*EXTRAIT DU TEXTE*.
Mesdames, mesdemoiselles, et messieurs. Bonjour.


Installez-vous confortablement. Chaussez vos lunettes. Bienvenue au Vingt-et unième siècle. J’ai vu ce film en salle. C’était le dernier Cuarón en date, et tout Cuarón est un évènement. Je suis arrivé tout excité au guichet. La nana m’annonce alors, que le film est uniquement en 3D. Aie ! J’aime pas la 3D. C’est juste un truc inventé pour augmenter le prix des places. Et puis mettre une autre paire de lunettes sur mes lunettes de vue, c’est ridicule. Et puis on dit que la 3D, ça donne mal à la tête. La guichetière me rassure sur tous les points. La technologie a progressée depuis deux ans. Elle, elle met la paire de lunettes 3D sur ses lunettes, et n’a jamais mal à la tête. Bon. Mon intuition me dit qu’on va tous y passer à un moment ou un autre, à la 3D, un peu comme on est passé de l’analogique au numérique. Puisqu’on est dans le bain…


Ça donne quoi la 3D ? Une immersion plus grande, mais pas totale, faut pas rêver. Tu ne vois plus ton voisin de siège, et les personnages sortent de l’écran 2D pour te coller au visage. Mais je pense que s’il y a un film à voir en 3D, c’est celui-là. L’impression de relief est bluffant. Nous sommes en intégrale apesanteur tout le temps. Un long plan séquence aidé. Les esprits chagrins diront, scénario faible. Je répondrais, oui et non. Le scénario serait faible, si Cuarón n’était pas au courant. Hors, il le sait, et assume. Mieux, il l’utilise. Des tonnes de dialogues inutiles, sont remplacés par une situation simple et problématique. Comment survivre dans l’espace, seul, et où « personne ne vous entend crier ». Ce film c’est un survival, plus grand.

*DONNÉES*.
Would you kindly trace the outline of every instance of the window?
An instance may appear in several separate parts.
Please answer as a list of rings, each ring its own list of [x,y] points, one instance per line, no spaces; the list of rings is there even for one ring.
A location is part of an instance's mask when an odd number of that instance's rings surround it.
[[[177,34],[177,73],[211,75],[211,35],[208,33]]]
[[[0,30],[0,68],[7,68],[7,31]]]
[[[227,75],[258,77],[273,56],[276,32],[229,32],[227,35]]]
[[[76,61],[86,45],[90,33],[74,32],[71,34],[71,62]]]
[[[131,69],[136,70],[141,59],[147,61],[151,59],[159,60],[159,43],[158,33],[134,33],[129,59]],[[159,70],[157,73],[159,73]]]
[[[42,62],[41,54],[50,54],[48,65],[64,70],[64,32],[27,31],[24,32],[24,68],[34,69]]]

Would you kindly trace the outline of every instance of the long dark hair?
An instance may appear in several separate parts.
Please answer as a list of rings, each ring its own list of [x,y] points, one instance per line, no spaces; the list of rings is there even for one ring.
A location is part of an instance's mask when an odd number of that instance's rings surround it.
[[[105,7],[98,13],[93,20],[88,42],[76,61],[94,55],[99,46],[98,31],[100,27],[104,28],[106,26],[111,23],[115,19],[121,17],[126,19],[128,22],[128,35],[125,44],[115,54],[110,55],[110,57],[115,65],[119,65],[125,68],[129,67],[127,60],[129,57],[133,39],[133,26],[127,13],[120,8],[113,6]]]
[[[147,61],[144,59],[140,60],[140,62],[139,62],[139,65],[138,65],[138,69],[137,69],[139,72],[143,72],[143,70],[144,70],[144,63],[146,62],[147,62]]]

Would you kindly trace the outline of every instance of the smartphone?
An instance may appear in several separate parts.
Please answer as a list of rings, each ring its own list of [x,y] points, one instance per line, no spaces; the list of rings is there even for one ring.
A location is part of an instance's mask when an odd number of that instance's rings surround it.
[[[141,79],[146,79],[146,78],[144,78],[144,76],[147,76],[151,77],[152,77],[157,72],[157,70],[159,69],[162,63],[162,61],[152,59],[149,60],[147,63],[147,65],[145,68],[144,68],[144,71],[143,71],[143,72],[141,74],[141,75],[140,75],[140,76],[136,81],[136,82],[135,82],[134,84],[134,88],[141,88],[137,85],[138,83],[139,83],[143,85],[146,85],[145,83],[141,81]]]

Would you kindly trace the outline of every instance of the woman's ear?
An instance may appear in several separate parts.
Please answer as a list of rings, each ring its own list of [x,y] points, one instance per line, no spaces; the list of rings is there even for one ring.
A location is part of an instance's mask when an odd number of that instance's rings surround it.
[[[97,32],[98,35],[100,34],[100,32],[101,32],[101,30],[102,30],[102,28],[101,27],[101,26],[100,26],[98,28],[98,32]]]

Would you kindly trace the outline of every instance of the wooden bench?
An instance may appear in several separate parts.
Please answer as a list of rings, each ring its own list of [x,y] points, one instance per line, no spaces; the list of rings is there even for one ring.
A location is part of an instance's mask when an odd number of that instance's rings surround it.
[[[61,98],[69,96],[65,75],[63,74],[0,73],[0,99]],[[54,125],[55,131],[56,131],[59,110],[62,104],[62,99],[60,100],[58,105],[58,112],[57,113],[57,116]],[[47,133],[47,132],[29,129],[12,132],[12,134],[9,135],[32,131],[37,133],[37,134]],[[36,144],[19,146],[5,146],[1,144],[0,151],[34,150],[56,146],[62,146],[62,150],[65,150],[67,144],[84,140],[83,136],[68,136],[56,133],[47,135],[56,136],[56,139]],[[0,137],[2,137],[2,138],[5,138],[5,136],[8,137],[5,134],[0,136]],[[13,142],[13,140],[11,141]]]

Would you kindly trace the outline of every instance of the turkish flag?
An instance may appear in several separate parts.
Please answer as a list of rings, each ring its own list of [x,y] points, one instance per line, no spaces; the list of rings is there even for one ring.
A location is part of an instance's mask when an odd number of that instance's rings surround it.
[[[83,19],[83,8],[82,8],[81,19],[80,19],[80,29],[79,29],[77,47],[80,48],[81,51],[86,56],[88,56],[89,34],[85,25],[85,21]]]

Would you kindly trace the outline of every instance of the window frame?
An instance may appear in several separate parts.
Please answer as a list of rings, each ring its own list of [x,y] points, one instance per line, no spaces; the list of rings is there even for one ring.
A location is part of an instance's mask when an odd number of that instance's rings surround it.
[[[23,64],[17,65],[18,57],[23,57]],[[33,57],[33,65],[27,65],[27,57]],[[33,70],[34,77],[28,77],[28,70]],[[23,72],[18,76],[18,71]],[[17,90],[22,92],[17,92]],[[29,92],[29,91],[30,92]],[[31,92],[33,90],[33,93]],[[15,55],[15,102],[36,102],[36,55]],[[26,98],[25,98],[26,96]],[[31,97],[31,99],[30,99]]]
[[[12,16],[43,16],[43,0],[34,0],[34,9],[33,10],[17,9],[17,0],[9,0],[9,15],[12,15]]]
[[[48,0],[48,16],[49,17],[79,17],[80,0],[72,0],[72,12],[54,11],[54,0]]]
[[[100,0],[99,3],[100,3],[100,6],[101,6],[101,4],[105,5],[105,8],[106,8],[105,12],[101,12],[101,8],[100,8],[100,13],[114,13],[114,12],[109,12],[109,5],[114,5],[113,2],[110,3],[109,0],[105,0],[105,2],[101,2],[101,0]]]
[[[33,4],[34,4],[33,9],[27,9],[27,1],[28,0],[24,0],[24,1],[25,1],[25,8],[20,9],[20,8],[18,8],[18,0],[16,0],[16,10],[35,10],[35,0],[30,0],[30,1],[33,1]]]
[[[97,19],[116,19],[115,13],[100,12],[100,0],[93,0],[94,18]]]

*OBJECTIFS*.
1: Recopiez la critique du film de Cuarón depuis « Ça donne quoi » jusqu'à « survival, plus grand. » inclus.
2: Écrivez la suite de la critique du film de Cuarón vu en 3D, en reprenant après sa dernière phrase.
Les lignes n'interviennent en rien ici.

*RÉSULTATS*.
1:
Ça donne quoi la 3D ? Une immersion plus grande, mais pas totale, faut pas rêver. Tu ne vois plus ton voisin de siège, et les personnages sortent de l’écran 2D pour te coller au visage. Mais je pense que s’il y a un film à voir en 3D, c’est celui-là. L’impression de relief est bluffant. Nous sommes en intégrale apesanteur tout le temps. Un long plan séquence aidé. Les esprits chagrins diront, scénario faible. Je répondrais, oui et non. Le scénario serait faible, si Cuarón n’était pas au courant. Hors, il le sait, et assume. Mieux, il l’utilise. Des tonnes de dialogues inutiles, sont remplacés par une situation simple et problématique. Comment survivre dans l’espace, seul, et où « personne ne vous entend crier ». Ce film c’est un survival, plus grand.

2:
   Une autre erreur, c’est selon moi, de dire que c’est un film de SF. Moi j’en doute. Pas de futur, d’Et, d’intelligence artificielle, de passé ré-inventé, de grands textes, de rayons laser, que sais-je ? Le film est actuel, et la situation, « réaliste ». Avec un truc en plus. La caméra ne se pose jamais, et nous avec elle, car elle n’a pas de sol où se poser, c’est tout ce qui fait la magie. Dans l’espace, nous sommes en révolution perpétuelle. On y prendra goût, comme porté par une drogue douce. Un film sur la gravité au sens propre, voilà le projet. Je n’avais pas eut cette impression au cinéma depuis Matrix. L’impression de voir un truc nouveau, jamais vu. Á 360° avec vue imprenable sur la planète terre, si proche, on a : « Une vue imprenable », comme dit Georges Clooney alias Kowalski. Je confirme. La plus belle vue au monde, qui donne envie de devenir astronaute, rien que pour voir ça d’en haut. Si proche et si loin en même temps. Toutes ses grandes taches jaunes qui figurent les grandes agglomérations, le bleu flamboyant du ciel dans la mer. Une boule de Crystal bleue gigantesque. Avec de milliards de points lumineux. Les points lumineux, c’est nous. Les villes, les pays. Si proche. Gravity, est un film à éviter si vous êtes sujet au vertige, ou à l’angoisse existentielle car…


     L’Odyssée de l’espace de Kubrick se résout enfin. Nous sommes en orbite
avec le docteur Ryan Stone, et quelques collègues, qui bossent à réparer la station spatiale. On ne peut plus simple. Et soudain voilà HAL, ou la voix de Dieu (ou la voix d’Ed Harris), qui annonce la fin de la récréation. Il y a eut un accident. Un satellite a explosé, et les débris arrivent sur nous à la vitesse d’un cheval fougueux. Il faut se tirer en vitesse! Rien de mieux que le classique accident, pour mettre en branle la mécanique du suspense. Tous les grands films catastrophes connaissent ça, de La Tour Infernale, à Titanic. Après, rien ne se passe comme prévu, vous vous en doutez. Celui-là est plus spectaculaire que Titanic, et plus rentre-dedans que la Tour…Une vraie baffe. Ryan se retrouve toute seule dans l’espace. Comme une grande.


  Sans filet, la peur au ventre. Ryan, c’est Helen Ripley, sauf que le démon est intérieur.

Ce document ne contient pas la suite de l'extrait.